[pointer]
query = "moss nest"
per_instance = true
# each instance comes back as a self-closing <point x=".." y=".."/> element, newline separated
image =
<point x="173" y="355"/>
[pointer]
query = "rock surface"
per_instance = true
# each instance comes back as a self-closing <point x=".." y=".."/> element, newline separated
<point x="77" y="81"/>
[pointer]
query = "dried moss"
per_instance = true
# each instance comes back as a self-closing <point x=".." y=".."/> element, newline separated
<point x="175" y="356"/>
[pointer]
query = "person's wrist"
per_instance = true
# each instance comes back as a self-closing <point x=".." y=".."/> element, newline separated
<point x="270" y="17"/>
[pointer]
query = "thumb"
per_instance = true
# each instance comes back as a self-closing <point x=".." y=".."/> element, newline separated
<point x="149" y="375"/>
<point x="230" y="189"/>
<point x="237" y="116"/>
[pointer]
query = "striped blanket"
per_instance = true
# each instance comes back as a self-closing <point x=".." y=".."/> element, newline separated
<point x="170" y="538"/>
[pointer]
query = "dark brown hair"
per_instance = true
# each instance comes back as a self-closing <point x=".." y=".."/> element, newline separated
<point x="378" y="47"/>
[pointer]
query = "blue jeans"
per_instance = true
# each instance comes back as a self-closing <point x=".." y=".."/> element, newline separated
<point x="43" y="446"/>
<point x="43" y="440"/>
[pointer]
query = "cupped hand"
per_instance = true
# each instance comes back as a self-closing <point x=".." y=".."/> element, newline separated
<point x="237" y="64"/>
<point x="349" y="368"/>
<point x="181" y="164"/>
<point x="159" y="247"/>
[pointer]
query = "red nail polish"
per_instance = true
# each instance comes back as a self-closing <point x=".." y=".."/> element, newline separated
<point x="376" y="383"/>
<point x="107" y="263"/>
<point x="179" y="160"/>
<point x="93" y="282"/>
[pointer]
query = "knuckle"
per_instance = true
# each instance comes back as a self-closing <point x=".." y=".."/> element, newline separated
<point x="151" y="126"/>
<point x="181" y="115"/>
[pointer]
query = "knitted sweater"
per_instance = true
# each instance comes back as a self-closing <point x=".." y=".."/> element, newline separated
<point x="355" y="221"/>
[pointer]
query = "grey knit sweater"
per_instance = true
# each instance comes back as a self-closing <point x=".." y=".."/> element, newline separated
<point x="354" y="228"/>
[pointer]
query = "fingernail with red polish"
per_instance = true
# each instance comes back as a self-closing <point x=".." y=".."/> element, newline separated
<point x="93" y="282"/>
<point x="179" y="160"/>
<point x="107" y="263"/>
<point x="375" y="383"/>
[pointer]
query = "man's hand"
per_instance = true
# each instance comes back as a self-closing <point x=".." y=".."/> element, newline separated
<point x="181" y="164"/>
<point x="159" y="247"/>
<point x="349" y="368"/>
++++++++++
> [Exercise brief]: The data above must be returned in full, exactly as written.

> [Task solution]:
[pointer]
query = "moss nest"
per_instance = true
# each instance comes back as a self-closing <point x=".." y=".."/> element, newline separated
image =
<point x="173" y="355"/>
[pointer]
query = "rock surface"
per_instance = true
# each instance comes back as a self-closing <point x=".." y=".."/> element, newline separated
<point x="77" y="81"/>
[pointer]
query = "dried moss"
per_instance = true
# each instance comes back as a self-closing <point x=".." y=".."/> element, newline separated
<point x="175" y="356"/>
[pointer]
query = "person's wrist"
per_instance = true
# each instance comes back as a self-closing <point x=".." y=".."/> element, newline separated
<point x="270" y="17"/>
[pointer]
query = "thumb"
per_instance = true
# each instance comes back as a self-closing <point x=".." y=".."/> element, newline separated
<point x="149" y="375"/>
<point x="230" y="189"/>
<point x="237" y="116"/>
[pointer]
query = "striped blanket"
per_instance = true
# each instance comes back as a self-closing <point x=".." y=".."/> element, newline separated
<point x="170" y="538"/>
[pointer]
query = "dark brown hair"
per_instance = true
# each instance comes back as a self-closing <point x=".." y=".."/> element, newline separated
<point x="378" y="47"/>
[pointer]
query = "blue jeans"
per_instance = true
# each instance comes back as a self-closing <point x=".." y=".."/> element, newline separated
<point x="43" y="446"/>
<point x="43" y="440"/>
[pointer]
query = "cupped hand"
per_instance = true
# each instance comes back as a self-closing <point x=".." y=".."/> element, newline separated
<point x="237" y="64"/>
<point x="349" y="368"/>
<point x="181" y="164"/>
<point x="159" y="247"/>
[pointer]
query = "red nail polish"
per_instance = true
# each instance comes back as a self-closing <point x=".." y=".."/> element, newline separated
<point x="376" y="383"/>
<point x="107" y="263"/>
<point x="179" y="160"/>
<point x="93" y="282"/>
[pointer]
query = "knuckle"
per_instance = true
# each instance comes back as a self-closing <point x=".." y=".."/> element, newline separated
<point x="151" y="126"/>
<point x="181" y="115"/>
[pointer]
query = "knitted sweater"
per_instance = true
# each instance comes back as a self-closing <point x=".." y=".."/> element, newline separated
<point x="355" y="221"/>
[pointer]
query = "grey knit sweater"
per_instance = true
# each instance comes back as a self-closing <point x=".." y=".."/> element, newline separated
<point x="354" y="228"/>
[pointer]
query = "fingernail with red polish"
per_instance = true
# each instance comes back as a self-closing <point x=".." y=".."/> element, newline separated
<point x="93" y="282"/>
<point x="179" y="160"/>
<point x="107" y="263"/>
<point x="375" y="383"/>
[pointer]
query = "man's hand"
per_instance = true
# each instance comes back as a self-closing <point x=".." y=".."/> element, newline separated
<point x="181" y="164"/>
<point x="159" y="247"/>
<point x="349" y="368"/>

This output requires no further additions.